**Supplied material**.
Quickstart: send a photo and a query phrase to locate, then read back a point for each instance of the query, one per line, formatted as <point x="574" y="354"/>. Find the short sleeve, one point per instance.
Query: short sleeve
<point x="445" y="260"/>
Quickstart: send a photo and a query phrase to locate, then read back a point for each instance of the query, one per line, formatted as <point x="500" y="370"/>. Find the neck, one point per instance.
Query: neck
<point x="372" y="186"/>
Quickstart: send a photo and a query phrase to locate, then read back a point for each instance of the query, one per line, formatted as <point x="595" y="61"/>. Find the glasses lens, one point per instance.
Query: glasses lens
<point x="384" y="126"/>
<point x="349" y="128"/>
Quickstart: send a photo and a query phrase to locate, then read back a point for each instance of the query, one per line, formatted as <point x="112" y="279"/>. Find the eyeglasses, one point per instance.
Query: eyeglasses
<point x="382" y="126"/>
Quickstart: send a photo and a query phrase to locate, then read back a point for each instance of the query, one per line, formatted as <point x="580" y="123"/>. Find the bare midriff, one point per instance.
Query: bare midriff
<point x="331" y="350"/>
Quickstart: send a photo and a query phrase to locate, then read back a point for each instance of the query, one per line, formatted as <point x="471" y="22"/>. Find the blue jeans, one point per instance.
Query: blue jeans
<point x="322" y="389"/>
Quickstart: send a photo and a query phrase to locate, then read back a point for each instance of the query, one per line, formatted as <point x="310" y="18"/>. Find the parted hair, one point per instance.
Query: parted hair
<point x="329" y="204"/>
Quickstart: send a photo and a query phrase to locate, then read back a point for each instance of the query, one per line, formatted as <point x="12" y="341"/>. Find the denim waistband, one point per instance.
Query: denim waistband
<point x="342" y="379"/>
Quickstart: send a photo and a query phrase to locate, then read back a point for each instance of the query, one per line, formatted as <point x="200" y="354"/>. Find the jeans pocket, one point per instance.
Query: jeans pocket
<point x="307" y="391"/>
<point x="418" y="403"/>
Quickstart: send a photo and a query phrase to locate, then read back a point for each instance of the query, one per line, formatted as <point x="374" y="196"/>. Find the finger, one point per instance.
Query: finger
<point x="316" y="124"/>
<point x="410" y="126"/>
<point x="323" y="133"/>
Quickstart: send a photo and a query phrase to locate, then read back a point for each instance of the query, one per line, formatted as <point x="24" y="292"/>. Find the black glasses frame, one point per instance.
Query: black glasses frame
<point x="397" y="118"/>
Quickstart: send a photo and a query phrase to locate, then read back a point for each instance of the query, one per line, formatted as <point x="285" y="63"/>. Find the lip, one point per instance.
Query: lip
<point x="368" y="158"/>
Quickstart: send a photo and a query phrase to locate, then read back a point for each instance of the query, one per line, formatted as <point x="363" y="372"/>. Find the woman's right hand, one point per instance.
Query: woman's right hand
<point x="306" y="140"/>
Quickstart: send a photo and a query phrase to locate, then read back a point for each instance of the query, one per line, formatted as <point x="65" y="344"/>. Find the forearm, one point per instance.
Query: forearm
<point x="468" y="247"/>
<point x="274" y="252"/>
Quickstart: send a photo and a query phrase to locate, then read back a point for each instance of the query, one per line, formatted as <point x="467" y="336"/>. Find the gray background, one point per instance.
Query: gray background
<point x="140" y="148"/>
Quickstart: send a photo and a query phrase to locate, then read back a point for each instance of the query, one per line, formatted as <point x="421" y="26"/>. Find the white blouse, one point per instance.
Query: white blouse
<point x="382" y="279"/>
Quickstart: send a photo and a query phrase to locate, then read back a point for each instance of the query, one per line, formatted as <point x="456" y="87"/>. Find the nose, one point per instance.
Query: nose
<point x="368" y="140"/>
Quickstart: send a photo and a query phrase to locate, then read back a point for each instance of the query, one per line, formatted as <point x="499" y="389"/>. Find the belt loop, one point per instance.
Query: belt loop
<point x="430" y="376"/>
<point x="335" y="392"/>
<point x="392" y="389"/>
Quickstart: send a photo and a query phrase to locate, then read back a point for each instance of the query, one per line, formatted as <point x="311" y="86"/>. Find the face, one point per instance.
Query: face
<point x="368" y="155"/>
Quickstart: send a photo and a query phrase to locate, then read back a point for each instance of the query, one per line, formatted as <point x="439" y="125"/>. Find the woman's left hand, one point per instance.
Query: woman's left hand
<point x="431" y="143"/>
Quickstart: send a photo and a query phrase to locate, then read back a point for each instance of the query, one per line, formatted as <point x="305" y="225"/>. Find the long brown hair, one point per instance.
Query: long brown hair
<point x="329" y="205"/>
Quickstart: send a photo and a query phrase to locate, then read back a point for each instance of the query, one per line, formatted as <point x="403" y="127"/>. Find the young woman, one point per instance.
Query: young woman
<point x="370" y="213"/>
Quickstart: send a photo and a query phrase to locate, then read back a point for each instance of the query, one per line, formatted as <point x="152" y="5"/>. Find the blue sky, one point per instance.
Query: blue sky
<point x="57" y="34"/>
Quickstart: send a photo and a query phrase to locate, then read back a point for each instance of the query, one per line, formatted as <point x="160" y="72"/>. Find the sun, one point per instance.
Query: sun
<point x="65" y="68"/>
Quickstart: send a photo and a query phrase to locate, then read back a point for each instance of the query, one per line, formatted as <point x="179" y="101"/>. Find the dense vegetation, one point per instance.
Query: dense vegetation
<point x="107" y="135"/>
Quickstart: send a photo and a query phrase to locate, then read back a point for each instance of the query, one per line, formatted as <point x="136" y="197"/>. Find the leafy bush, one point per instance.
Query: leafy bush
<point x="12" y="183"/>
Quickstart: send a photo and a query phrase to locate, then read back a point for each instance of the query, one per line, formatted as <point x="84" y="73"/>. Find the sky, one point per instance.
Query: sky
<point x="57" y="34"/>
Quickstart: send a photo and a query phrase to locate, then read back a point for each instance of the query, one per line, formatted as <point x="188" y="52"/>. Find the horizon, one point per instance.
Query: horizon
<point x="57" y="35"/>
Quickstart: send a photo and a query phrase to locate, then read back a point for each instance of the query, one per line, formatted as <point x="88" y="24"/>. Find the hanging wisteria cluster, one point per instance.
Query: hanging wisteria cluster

**Given instruction**. Extract the complete listing verbatim.

**Written response**.
Quickstart: send a photo and a query phrase to locate, then read back a point for each instance of the query, one per line, formatted as <point x="574" y="354"/>. Find the short sleeve, one point per instance.
Query: short sleeve
<point x="445" y="260"/>
Quickstart: send a photo and a query phrase to locate, then read back a point for each instance of the query, one per line, formatted as <point x="500" y="370"/>. Find the neck, one point per instance.
Query: neck
<point x="372" y="186"/>
Quickstart: send a photo and a query phrase to locate, then read back a point for each instance of the query, one per line, formatted as <point x="595" y="61"/>. Find the glasses lens, one point per instance.
Query: glasses lens
<point x="384" y="126"/>
<point x="349" y="128"/>
Quickstart: send a photo and a query phrase to locate, then read back a point for each instance of the query, one per line, formatted as <point x="112" y="279"/>. Find the eyeglasses, one point per instance.
Query: eyeglasses
<point x="382" y="126"/>
Quickstart: send a photo and a query phrase to locate, then read back a point for each instance of the query, one per line, formatted as <point x="580" y="123"/>. Find the bare midriff, one point per instance.
Query: bare midriff
<point x="331" y="350"/>
Quickstart: send a photo and a query phrase to locate, then read back a point for each instance of the query, one per line, formatted as <point x="471" y="22"/>. Find the blue jeans, one point per instance.
Query: blue jeans
<point x="322" y="389"/>
Quickstart: send a photo and a query phrase to locate, then read back a point for each instance of the query, one per line, formatted as <point x="310" y="18"/>. Find the parted hair, one point per instance.
Query: parted hair
<point x="329" y="204"/>
Quickstart: send a photo and a query phrase to locate, then read back a point for each instance of the query, one per line, formatted as <point x="12" y="341"/>. Find the denim waistband, one point per instance.
Query: denim waistband
<point x="342" y="379"/>
Quickstart: send a photo and a query phrase to locate, then read back a point for each instance of the query, one per line, formatted as <point x="200" y="354"/>. Find the jeans pocket, one point per instance.
Query: jeans pocket
<point x="307" y="391"/>
<point x="418" y="403"/>
Quickstart: send a photo and a query phrase to locate, then read back a point for each instance of the query, one per line, formatted as <point x="374" y="196"/>. Find the finger, one point per instance.
Query: finger
<point x="316" y="124"/>
<point x="410" y="126"/>
<point x="323" y="133"/>
Quickstart: send a photo and a query phrase to locate, then read back a point for each instance of the query, one per line, formatted as <point x="24" y="292"/>. Find the black glasses frame, one point per instance.
Query: black glasses frame
<point x="397" y="118"/>
Quickstart: send a photo and a query phrase to locate, then read back a point for each instance of the query, one per line, formatted as <point x="285" y="63"/>. Find the lip, one point per instance.
Query: lip
<point x="368" y="158"/>
Quickstart: send a photo and a query phrase to locate, then read back a point for each instance of the query, one per line, formatted as <point x="363" y="372"/>. Find the woman's right hand, one point per instance.
Query: woman's right hand
<point x="306" y="140"/>
Quickstart: send a photo and a query phrase to locate, then read back a point for each instance of the query, one per line, formatted as <point x="65" y="344"/>. Find the forearm, one point per instance.
Query: forearm
<point x="468" y="247"/>
<point x="274" y="252"/>
Quickstart: send a photo and a query phrase to locate, then read back a point for each instance of the query, one per line, formatted as <point x="467" y="336"/>. Find the gray background, one point per instance.
Query: gray background
<point x="140" y="148"/>
Quickstart: send a photo and a query phrase to locate, then read back a point for each instance of the query, one per line, formatted as <point x="421" y="26"/>. Find the white blouse, one point per instance.
Query: white blouse
<point x="382" y="279"/>
Quickstart: send a photo and a query phrase to locate, then read back a point for each instance of the query, one per line, formatted as <point x="456" y="87"/>. Find the nose, one point per instance.
Query: nose
<point x="368" y="140"/>
Quickstart: send a photo and a query phrase to locate, then read back a point for each instance of the query, one per line, formatted as <point x="499" y="389"/>. Find the belt loop, one point per instance.
Query: belt loop
<point x="430" y="376"/>
<point x="335" y="392"/>
<point x="392" y="389"/>
Quickstart: send a photo and a query phrase to locate, then read back a point for each instance of the query, one per line, formatted as <point x="311" y="86"/>. Find the face, one point per instance.
Query: face
<point x="368" y="155"/>
Quickstart: send a photo and a query phrase to locate, then read back a point for each instance of the query, one per line, formatted as <point x="439" y="125"/>. Find the woman's left hand, one point per instance.
Query: woman's left hand
<point x="431" y="143"/>
Quickstart: send a photo and a query phrase to locate, then read back a point for each instance of the query, one per line, formatted as <point x="305" y="225"/>. Find the long brown hair, one point per instance.
Query: long brown hair
<point x="329" y="205"/>
Quickstart: send a photo and a query phrase to locate, then read back a point for each instance of the query, one per line, formatted as <point x="403" y="127"/>. Find the young woman, one point per instance.
Query: young woman
<point x="370" y="213"/>
Quickstart: send a photo and a query phrase to locate, then read back a point for each instance of the query, one per line, formatted as <point x="152" y="5"/>. Find the blue sky, one point per instance.
Query: blue sky
<point x="57" y="34"/>
Quickstart: send a photo and a query phrase to locate, then read back a point for each instance of the query, one per line, formatted as <point x="160" y="72"/>. Find the sun, one point per instance.
Query: sun
<point x="65" y="68"/>
Quickstart: send a photo and a query phrase to locate, then read back a point for each instance of the query, one per line, formatted as <point x="179" y="101"/>. Find the dense vegetation, one point per instance.
Query: dense vegetation
<point x="107" y="135"/>
Quickstart: send a photo and a query phrase to locate, then read back a point for each instance of the query, one per line, formatted as <point x="136" y="197"/>. Find the leafy bush, one point per instance.
Query: leafy bush
<point x="12" y="183"/>
Quickstart: send a photo and a query phrase to locate, then read back a point for each instance of the query, one per line, formatted as <point x="84" y="73"/>. Find the sky, one point per instance.
Query: sky
<point x="57" y="34"/>
Quickstart: send a photo and a query phrase to locate, then read back a point for each instance of the query, one per line, formatted as <point x="188" y="52"/>. Find the horizon, one point per instance.
Query: horizon
<point x="57" y="35"/>
Quickstart: send a photo and a query phrase to locate, then read back a point for each instance of the query, one per line, formatted as <point x="88" y="24"/>. Find the hanging wisteria cluster, one point per instance.
Query: hanging wisteria cluster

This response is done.